● **Work to be completed**: List every line below that contains the string "scrub", treating uppercase and lowercase as different.

● **Dataset items**:
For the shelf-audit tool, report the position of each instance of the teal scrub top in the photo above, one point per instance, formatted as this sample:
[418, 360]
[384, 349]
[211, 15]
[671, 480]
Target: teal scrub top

● **Exercise result**:
For the shelf-audit tool, report the position of each instance of the teal scrub top in the photo above, one point per instance, formatted as this sample:
Target: teal scrub top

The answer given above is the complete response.